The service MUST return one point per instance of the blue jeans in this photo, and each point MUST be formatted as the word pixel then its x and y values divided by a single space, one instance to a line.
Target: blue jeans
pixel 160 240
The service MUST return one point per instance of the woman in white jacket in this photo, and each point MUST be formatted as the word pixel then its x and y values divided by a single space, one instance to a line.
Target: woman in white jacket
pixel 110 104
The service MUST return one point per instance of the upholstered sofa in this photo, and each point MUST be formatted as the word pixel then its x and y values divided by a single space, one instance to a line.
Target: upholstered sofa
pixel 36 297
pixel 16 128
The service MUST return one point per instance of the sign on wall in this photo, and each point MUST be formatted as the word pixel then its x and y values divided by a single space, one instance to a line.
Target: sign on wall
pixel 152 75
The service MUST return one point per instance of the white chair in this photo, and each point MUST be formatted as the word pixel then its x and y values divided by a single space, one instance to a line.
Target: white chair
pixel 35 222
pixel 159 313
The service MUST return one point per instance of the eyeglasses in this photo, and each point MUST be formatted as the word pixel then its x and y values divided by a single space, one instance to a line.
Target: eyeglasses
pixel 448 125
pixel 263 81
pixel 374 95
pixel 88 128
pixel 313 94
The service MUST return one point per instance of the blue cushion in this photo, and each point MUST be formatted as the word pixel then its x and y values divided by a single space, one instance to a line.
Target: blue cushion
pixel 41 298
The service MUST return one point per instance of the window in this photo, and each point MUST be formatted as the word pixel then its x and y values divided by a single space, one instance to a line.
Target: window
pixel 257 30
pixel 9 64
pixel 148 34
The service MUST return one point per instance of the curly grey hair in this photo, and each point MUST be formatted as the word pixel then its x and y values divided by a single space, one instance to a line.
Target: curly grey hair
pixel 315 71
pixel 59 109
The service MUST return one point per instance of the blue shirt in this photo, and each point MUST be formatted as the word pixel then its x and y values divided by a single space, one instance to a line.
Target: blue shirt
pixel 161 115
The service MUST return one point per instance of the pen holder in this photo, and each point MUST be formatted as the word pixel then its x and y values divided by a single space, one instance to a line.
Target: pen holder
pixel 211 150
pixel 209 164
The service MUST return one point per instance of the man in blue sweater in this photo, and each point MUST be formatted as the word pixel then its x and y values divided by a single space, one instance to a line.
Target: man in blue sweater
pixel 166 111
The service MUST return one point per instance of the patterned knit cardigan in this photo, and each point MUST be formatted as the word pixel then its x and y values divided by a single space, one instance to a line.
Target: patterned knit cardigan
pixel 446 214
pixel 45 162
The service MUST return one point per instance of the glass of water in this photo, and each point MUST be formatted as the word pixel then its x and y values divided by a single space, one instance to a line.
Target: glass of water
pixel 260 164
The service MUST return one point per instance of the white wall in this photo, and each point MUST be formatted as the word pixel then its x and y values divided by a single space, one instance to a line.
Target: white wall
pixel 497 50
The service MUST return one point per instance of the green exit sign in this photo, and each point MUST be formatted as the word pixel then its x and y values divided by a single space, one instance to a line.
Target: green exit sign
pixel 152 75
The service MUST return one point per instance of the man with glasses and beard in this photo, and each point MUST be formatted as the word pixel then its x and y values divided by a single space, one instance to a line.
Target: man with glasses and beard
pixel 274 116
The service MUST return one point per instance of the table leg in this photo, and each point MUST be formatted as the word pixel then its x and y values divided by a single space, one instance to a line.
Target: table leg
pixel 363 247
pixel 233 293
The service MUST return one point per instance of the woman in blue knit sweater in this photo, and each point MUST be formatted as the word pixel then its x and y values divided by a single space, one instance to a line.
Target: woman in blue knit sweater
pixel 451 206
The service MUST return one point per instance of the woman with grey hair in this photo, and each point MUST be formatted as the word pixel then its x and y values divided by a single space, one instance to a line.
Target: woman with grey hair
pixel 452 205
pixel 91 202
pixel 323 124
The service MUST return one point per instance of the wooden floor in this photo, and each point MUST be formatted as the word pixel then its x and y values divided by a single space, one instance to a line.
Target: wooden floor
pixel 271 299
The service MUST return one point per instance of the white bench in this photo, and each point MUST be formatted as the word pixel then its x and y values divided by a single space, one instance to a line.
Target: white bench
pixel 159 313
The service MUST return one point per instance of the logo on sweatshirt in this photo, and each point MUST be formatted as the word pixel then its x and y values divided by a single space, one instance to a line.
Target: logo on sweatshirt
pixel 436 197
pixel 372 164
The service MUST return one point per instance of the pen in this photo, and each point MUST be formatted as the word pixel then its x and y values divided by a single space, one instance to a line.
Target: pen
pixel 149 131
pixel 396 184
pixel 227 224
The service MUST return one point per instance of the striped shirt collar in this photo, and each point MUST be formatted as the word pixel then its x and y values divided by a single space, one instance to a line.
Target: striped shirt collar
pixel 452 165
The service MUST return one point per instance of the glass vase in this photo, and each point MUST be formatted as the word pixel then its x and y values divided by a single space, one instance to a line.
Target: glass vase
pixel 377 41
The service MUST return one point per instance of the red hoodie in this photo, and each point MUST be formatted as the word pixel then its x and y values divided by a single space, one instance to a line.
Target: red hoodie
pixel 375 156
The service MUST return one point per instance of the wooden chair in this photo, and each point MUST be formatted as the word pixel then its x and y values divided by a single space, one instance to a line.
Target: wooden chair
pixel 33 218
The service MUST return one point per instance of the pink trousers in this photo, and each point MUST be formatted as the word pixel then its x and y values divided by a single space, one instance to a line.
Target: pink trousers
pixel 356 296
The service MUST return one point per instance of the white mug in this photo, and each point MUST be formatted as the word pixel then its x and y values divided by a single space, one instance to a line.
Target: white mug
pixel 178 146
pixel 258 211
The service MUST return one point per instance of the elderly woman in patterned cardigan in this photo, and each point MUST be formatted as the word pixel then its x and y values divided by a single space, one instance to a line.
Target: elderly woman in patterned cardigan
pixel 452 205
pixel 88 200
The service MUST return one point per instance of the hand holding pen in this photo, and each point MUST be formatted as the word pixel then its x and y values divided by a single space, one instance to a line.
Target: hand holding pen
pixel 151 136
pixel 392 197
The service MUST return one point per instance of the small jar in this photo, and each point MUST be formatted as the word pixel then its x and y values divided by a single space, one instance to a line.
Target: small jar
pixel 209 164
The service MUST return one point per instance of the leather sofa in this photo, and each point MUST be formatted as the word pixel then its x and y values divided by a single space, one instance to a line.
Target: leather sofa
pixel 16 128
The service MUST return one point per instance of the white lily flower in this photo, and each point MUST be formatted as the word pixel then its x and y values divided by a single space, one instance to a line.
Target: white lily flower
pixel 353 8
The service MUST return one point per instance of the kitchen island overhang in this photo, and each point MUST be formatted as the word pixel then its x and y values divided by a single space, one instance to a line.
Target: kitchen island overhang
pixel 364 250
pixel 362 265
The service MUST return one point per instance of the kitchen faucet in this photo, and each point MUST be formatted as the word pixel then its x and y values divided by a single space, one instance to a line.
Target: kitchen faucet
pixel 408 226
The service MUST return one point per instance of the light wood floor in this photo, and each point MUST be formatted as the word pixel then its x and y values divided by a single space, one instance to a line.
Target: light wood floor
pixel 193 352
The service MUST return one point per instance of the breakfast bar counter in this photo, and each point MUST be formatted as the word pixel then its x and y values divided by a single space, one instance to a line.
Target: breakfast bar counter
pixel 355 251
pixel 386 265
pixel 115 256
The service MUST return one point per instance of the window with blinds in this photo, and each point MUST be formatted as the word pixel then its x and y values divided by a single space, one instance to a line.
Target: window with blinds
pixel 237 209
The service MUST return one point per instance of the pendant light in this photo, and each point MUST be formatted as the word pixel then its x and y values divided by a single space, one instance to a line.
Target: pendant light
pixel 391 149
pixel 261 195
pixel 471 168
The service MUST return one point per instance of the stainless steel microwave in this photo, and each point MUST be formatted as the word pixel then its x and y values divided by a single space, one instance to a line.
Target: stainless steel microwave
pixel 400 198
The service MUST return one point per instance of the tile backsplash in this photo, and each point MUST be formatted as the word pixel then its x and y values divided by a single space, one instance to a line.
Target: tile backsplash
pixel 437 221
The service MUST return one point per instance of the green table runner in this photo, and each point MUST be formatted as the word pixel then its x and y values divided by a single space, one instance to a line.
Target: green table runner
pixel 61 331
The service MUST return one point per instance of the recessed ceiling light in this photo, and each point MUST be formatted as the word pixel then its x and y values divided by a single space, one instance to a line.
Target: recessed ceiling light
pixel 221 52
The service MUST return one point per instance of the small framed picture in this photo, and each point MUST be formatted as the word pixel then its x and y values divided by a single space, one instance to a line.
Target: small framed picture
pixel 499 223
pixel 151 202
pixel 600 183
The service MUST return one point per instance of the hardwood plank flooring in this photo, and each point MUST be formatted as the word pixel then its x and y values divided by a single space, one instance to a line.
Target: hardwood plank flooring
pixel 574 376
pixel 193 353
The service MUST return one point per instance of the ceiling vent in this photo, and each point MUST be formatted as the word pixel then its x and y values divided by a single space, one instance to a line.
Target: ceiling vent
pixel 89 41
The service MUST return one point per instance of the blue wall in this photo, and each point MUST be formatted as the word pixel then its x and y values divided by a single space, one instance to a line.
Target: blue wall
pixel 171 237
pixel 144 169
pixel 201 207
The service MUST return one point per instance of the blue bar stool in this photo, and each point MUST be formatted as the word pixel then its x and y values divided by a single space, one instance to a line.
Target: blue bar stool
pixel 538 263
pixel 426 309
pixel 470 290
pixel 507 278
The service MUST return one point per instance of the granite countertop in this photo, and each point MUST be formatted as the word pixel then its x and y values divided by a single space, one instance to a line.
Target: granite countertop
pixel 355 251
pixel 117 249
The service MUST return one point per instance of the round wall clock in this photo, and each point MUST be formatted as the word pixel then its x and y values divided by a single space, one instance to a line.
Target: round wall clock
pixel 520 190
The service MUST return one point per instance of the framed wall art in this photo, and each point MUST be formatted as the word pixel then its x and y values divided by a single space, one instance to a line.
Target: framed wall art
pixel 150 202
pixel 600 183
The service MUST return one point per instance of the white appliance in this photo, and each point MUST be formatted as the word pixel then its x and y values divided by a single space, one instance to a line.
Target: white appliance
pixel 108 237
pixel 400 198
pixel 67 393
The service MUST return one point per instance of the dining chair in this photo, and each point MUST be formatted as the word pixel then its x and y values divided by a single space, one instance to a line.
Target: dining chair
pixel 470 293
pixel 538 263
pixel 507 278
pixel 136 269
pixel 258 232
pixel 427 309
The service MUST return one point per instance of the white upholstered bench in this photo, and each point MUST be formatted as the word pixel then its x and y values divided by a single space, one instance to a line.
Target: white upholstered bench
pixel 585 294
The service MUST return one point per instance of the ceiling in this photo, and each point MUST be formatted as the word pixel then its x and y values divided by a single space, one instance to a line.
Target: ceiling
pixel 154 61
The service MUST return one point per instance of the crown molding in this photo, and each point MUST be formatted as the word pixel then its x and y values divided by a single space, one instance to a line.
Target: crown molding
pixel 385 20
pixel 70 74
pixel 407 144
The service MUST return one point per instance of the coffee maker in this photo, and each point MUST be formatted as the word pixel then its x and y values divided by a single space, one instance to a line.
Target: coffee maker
• • • •
■ Required task ■
Can you copy, word for word, the lines of the records above, starting with the line containing "The service MUST return one point per instance of the elderly" and ending after the line containing "pixel 88 200"?

■ Response to the task ■
The service MUST return one point per instance of the elderly woman in patterned cardigan in this photo, and each point MUST be formatted as the word pixel then its x and y values divided by a single space, one instance to a line.
Target: elderly woman in patterned cardigan
pixel 452 205
pixel 88 200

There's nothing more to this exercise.